(Listed entries)
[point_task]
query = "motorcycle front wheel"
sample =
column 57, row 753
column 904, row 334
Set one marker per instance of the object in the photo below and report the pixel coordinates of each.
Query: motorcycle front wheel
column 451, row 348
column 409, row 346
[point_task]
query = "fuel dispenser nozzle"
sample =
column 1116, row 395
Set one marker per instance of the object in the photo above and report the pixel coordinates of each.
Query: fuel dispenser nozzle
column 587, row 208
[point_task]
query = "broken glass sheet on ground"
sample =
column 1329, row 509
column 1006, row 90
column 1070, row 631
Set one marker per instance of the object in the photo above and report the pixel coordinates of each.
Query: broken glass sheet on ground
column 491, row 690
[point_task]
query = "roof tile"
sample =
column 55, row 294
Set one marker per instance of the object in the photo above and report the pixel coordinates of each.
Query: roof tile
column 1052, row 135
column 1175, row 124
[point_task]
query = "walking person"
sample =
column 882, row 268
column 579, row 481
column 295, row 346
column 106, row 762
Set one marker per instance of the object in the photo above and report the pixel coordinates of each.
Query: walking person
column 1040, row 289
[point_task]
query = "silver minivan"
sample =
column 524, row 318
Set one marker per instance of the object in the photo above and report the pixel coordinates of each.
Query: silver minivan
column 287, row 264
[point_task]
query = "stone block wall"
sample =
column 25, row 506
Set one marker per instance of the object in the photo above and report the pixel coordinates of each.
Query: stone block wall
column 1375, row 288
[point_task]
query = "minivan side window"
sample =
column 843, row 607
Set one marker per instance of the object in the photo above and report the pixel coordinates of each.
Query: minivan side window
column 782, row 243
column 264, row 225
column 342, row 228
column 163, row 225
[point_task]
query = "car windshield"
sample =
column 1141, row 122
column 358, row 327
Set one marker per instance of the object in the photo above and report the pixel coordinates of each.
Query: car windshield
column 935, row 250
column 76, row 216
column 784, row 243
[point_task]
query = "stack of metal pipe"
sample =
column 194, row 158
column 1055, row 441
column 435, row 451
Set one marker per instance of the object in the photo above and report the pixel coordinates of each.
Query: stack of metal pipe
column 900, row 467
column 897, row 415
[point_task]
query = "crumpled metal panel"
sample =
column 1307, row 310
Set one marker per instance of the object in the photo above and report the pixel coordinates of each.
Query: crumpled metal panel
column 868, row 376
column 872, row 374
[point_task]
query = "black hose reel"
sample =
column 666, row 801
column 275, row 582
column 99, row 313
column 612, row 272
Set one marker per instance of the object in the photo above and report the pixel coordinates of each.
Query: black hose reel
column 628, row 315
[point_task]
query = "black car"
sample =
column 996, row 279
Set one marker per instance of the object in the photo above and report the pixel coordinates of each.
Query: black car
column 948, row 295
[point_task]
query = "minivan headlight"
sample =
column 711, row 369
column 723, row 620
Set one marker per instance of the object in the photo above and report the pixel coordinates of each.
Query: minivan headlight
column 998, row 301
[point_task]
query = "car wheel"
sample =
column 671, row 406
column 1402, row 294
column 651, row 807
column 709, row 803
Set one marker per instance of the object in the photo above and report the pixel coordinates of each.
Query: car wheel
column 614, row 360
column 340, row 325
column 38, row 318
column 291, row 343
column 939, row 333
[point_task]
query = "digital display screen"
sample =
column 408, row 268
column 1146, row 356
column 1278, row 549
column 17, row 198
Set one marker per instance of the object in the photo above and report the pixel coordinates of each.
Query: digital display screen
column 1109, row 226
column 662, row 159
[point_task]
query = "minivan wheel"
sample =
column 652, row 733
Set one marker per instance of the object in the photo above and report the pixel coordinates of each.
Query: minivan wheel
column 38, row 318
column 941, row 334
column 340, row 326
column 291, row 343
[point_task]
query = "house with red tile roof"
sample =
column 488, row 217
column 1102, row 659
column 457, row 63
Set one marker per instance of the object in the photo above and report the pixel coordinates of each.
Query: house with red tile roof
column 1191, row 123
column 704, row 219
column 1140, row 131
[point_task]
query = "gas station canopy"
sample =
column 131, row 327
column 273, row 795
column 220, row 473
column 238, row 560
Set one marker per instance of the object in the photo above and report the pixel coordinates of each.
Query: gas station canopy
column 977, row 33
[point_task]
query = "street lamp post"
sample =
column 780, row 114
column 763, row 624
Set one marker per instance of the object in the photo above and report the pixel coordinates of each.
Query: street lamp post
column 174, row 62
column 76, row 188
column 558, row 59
(End Listed entries)
#### Problem to solve
Each record above must be given again exactly.

#### Solution to the exercise
[point_task]
query = "motorcycle front wheel"
sample =
column 57, row 753
column 904, row 334
Set one marker per instance of the object in the photo below and report the pixel coordinates of each.
Query: motorcycle front wheel
column 451, row 348
column 409, row 346
[point_task]
query = "fuel dispenser nozzle"
sample =
column 1116, row 395
Set one marker per instance of the object in the photo above and report the pixel coordinates of each.
Query: fuel dispenser nozzle
column 587, row 208
[point_task]
query = "broken glass sheet on ground"
sample =
column 1329, row 509
column 1006, row 90
column 1070, row 631
Set one marker per instance of the object in the photo above and report the pixel coordinates of each.
Query: broken glass sheet on ground
column 491, row 690
[point_task]
query = "roof tile"
sample =
column 55, row 294
Set one marker per instance of the object in the photo above and report the pixel coordinates of each.
Query: roof tile
column 1052, row 135
column 1175, row 124
[point_task]
query = "walking person"
sample =
column 882, row 268
column 579, row 481
column 295, row 346
column 106, row 762
Set one marker per instance of the object in the photo above and report the pixel coordinates of each.
Query: walking person
column 1040, row 289
[point_task]
query = "silver minivan"
sample =
column 524, row 318
Set one marker per instance of the object in the photo above and report the pixel coordinates of each.
Query: silver minivan
column 287, row 264
[point_task]
query = "stone block wall"
sample =
column 25, row 506
Set one marker per instance of the object in the photo above and report the pixel coordinates of each.
Query: stone block wall
column 1375, row 288
[point_task]
query = "minivan side window"
sample =
column 843, row 607
Set one marker per instance of the object in the photo above and report the pixel coordinates of each.
Query: minivan side window
column 782, row 243
column 264, row 225
column 342, row 228
column 163, row 225
[point_task]
query = "car windshield"
sample =
column 1141, row 122
column 358, row 327
Set one marker per instance of the object in the photo above and report the pixel coordinates of each.
Query: car windshield
column 935, row 250
column 76, row 216
column 784, row 243
[point_task]
query = "stack of metal pipe"
sample =
column 194, row 158
column 1055, row 441
column 435, row 451
Set one marker per instance of the object in the photo above and report the pixel coordinates of each.
Query: stack of metal pipe
column 900, row 467
column 897, row 415
[point_task]
query = "crumpled metal panel"
sample =
column 1307, row 310
Set one marker per instance of the object in the photo above and report the pixel coordinates of each.
Query: crumpled metal panel
column 868, row 376
column 872, row 374
[point_task]
query = "black hose reel"
sample =
column 666, row 801
column 275, row 582
column 99, row 313
column 612, row 272
Set one marker per instance of the object in the photo above and report the pixel coordinates of each.
Query: black hose reel
column 628, row 315
[point_task]
query = "black car"
sample =
column 996, row 279
Set one marker per instance of the object in the photo above and report the pixel coordinates of each.
Query: black car
column 948, row 295
[point_task]
query = "minivan headlight"
sample =
column 711, row 369
column 723, row 620
Set one marker per instance of the object in the photo above and report the pixel coordinates of each.
Query: minivan headlight
column 998, row 301
[point_task]
query = "car wheel"
sample =
column 671, row 406
column 1402, row 294
column 651, row 807
column 709, row 803
Set one marker per instance of the object in the photo above and report the pixel coordinates of each.
Query: car wheel
column 614, row 360
column 340, row 325
column 38, row 318
column 291, row 343
column 939, row 333
[point_task]
query = "digital display screen"
sample =
column 408, row 268
column 1146, row 356
column 1278, row 549
column 17, row 198
Set one marker per instance of the object in the photo above and report the pixel coordinates of each.
Query: digital display screen
column 1109, row 226
column 662, row 159
[point_task]
query = "minivan wheel"
sample =
column 652, row 733
Set one marker per instance of the object in the photo above and report the pixel coordinates of each.
Query: minivan wheel
column 38, row 318
column 941, row 334
column 340, row 326
column 291, row 343
[point_task]
query = "house with red tile roof"
sample =
column 488, row 217
column 1102, row 659
column 457, row 63
Set one marker per instance of the object in the photo above and report the pixel coordinates of each.
Query: house with red tile roof
column 1191, row 123
column 704, row 219
column 1140, row 131
[point_task]
query = "gas station canopy"
sample =
column 131, row 327
column 273, row 795
column 220, row 473
column 238, row 560
Set one marker per instance of the object in the photo above and report the pixel coordinates of each.
Query: gas station canopy
column 977, row 33
[point_task]
query = "street lamp post"
sample =
column 780, row 114
column 763, row 624
Set one marker per instance of the object in the photo above and report the pixel coordinates of each.
Query: street lamp post
column 174, row 62
column 76, row 188
column 558, row 59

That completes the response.